■ TEXT EXCERPT ■
● ● ● ●

Nadiaa Posted 28 Aug 2013 , 4:04am
post #1 of

Hi, I have found a recipe for caramel mudcake that is (in my opinion) perfect. Sweet, but not too sweet with a lovely caramel flavour and just the right amount of muddiness :) I made white chocolate BC to go with it and everyone loved it! So I thought I'd share the recipe. I originally found the recipe on Taste . com . au I will look no further for my perfect caramel mudcake recipe because this is it. And I might add, it makes your house smell amazing! I was swooning. 

 

 

  • Melted butter, to grease
  • 200g butter, cubed
  • 200g white chocolate (Nestle brand), chopped
  • 200g (1 cup, firmly packed) dark brown sugar
  • 180ml (3/4 cup) hot water
  • 1 tbs golden syrup
  • 2 tsp vanilla essence
  • 2 eggs, at room temperature
  • 150g (1 cup) plain flour
  • 150g (1 cup) self-raising flour
  •  
  • 1) Preheat oven to 160°C. Brush a round 22cm (base measurement) cake pan with melted butter. Line base and side with non-stick baking paper.
  • 2) Place butter, chocolate, sugar, water, golden syrup and vanilla essence in a heavy-based saucepan. Stir over medium-low heat with a wooden spoon for 5 mins or until chocolate melts and mixture is smooth. Set aside for 20 mins to cool
  • 3) Add eggs, 1 at a time, beating well after each addition. Sift combined flours over chocolate mixture and stir with a wooden spoon until well combined.
  • 4) Pour mixture into pan and bake in preheated oven for 50-60 mins or until a skewer comes out almost clean. Stand cake for 20 mins before turning onto a wire rack to cool. 

 

53 replies
cakefat Posted 28 Aug 2013 , 4:43am
post #2 of

I've used this recipe before and really liked it a lot as well. I didn't use Nestle white chocolate though..I used another brand- that is the only substitution I made.

Nadiaa Posted 28 Aug 2013 , 5:45am
post #3 of

Yes, I didn't use Nestle either icon_smile.gif

Claire138 Posted 28 Aug 2013 , 9:35am
post #4 of

Naadia - I couldn't resist and it's in the oven as I write, the house is smelling divine. I will keep you updated when it's done.

Thanks!

cazza1 Posted 28 Aug 2013 , 9:43am
post #5 of

Thanks Nadiaa.  You can never have too many mud cake recipes.

● ● ● ●

■ EXTRACTED INFORMATION ■
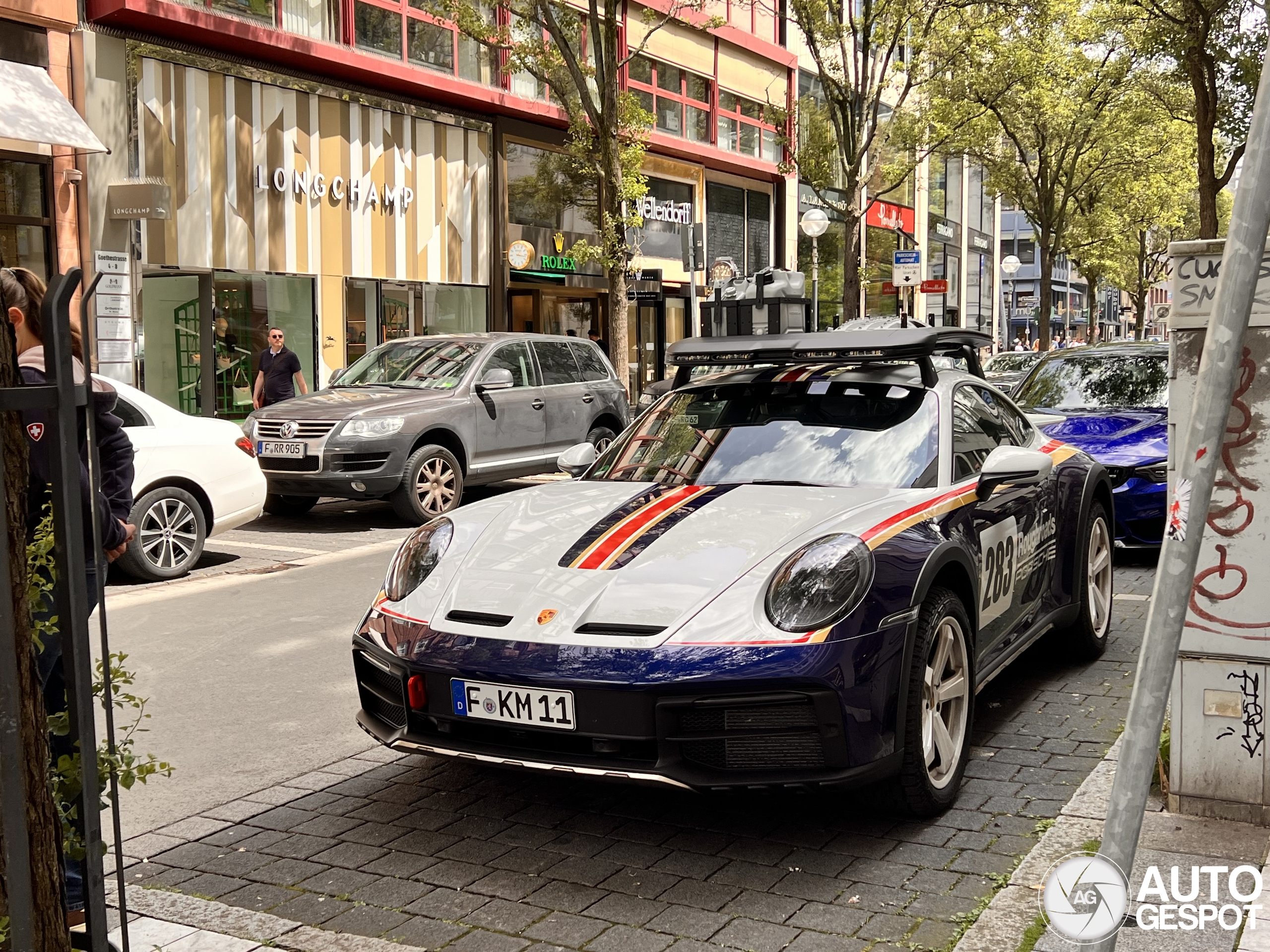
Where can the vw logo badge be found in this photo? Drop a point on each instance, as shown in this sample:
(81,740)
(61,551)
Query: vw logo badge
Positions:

● ● ● ●

■ WHAT TO DO ■
(1) Reproduce the passage of the caramel mudcake thread between "Claire138 Posted 28" and "mud cake recipes.", inclusive.
(2) For each statement, state whether the caramel mudcake thread supports it (yes or no), and quote the words that decide it: (a) The oven is preheated to 160°C. (b) The melted chocolate mixture is set aside for 30 minutes to cool. (c) The user cakefat made the cake with Nestle white chocolate.

■ TASK-BY-TASK ANSWERS ■
(1)
Claire138 Posted 28 Aug 2013 , 9:35am
post #4 of

Naadia - I couldn't resist and it's in the oven as I write, the house is smelling divine. I will keep you updated when it's done.

Thanks!

cazza1 Posted 28 Aug 2013 , 9:43am
post #5 of

Thanks Nadiaa.  You can never have too many mud cake recipes.

(2)
(a) Yes: "Preheat oven to 160°C."
(b) No: "Set aside for 20 mins to cool"
(c) No: "I didn't use Nestle white chocolate though"